* **Exercise brief**
Here is a set of records. Copy them all exactly.

* **Data provided**
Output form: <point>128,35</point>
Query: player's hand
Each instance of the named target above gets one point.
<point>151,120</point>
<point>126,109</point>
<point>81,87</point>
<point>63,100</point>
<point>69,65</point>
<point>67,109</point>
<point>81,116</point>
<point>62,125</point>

* **Expected answer**
Output form: <point>128,35</point>
Query: player's hand
Each instance of the named target above gets one point.
<point>151,120</point>
<point>126,109</point>
<point>81,87</point>
<point>63,100</point>
<point>69,65</point>
<point>67,109</point>
<point>81,116</point>
<point>62,125</point>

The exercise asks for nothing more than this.